### Excerpted text
• • • • • • •

Middle Village sits, appropriately enough, in the middle of Maspeth, Glendale, Rego Park, and Elmhurst in Queens. The borders of the neighborhood are the Long Island Expressway, Cooper Avenue, Woodhaven Boulevard, and Mount Olivet Cemetery, one of several burial grounds in the area.
The name comes from its location at the midpoint of the Williamsburgh and Jamaica Turnpike (today’s Metropolitan Avenue), the route farmers used to travel between the ferry landing in Williamsburg and Jamaica, Queens.
Development was slow to come to the area, in large part due to the massive Juniper Swamp, which spread over 100 acres and into neighboring Maspeth. During the Battle of Long Island in 1776, American troops hid in the swamp’s dense of juniper and white cedar forest. Later, British soldiers occupied the area, cutting down most of the trees to build ships and fuel their fires. Once the timber was gone, residents and soldiers began harvesting the swamp’s 16-foot-thick peat deposits, cutting and drying the material to use as fuel.
Things remained quiet in Middle Village for the next 70 years or so, until the passage of the Rural Cemetery Act in 1847 which allowed commercial businesses to conduct burials for the first time. Coupled with a ban on internments south of 86th Street in Manhattan, the new legislation precipitated a land rush along the Brooklyn–Queens border. Vast burial grounds were established in neighborhoods like Cypress Hills, Blissville, and Glendale to absorb the overflow of the city’s dead.
Middle Village’s development was jumpstarted by its inclusion in this “cemetery belt.” Hotels and restaurants followed, catering to families visiting graves or city dwellers looking for a countryside escape from sooty, cramped Manhattan.
But the heart of the village, the land around Juniper Swamp, remained mostly undisturbed, a gloomy, muddy quagmire inhospitable to both the living and the dead.

• • • • • • •

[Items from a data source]
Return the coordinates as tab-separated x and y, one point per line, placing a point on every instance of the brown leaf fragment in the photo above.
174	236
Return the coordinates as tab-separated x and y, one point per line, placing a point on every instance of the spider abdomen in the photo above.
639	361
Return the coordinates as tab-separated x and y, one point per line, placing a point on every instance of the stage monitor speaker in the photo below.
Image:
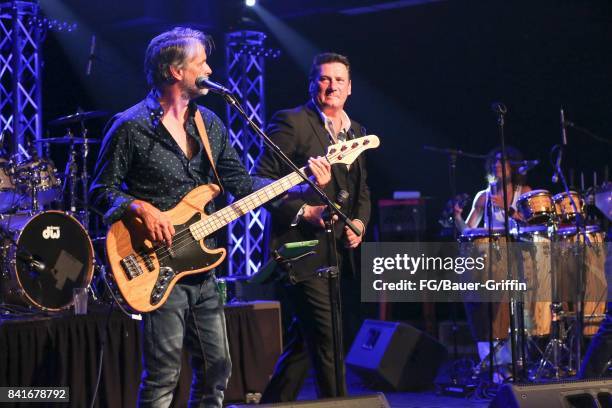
362	401
395	356
566	394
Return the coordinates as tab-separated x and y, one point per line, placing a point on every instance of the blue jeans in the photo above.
193	315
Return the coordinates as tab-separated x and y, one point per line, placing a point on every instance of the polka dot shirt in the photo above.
139	159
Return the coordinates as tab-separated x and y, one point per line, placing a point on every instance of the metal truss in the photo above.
245	55
20	74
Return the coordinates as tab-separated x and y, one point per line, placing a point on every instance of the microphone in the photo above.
92	55
563	128
499	107
341	198
205	83
33	263
527	165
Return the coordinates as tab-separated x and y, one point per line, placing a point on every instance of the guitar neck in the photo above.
237	209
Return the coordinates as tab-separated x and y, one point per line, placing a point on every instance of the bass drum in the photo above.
53	255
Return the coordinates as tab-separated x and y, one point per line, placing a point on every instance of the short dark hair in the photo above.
326	58
171	48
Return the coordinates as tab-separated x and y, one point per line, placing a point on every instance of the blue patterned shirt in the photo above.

• • • • • • •

### What you have to do
According to the text on Middle Village, what did residents and soldiers harvest from Juniper Swamp once its timber was gone? The items are not needed for what comes next.

### Expected output
They harvested the swamp's 16-foot-thick peat deposits, which they cut and dried to use as fuel.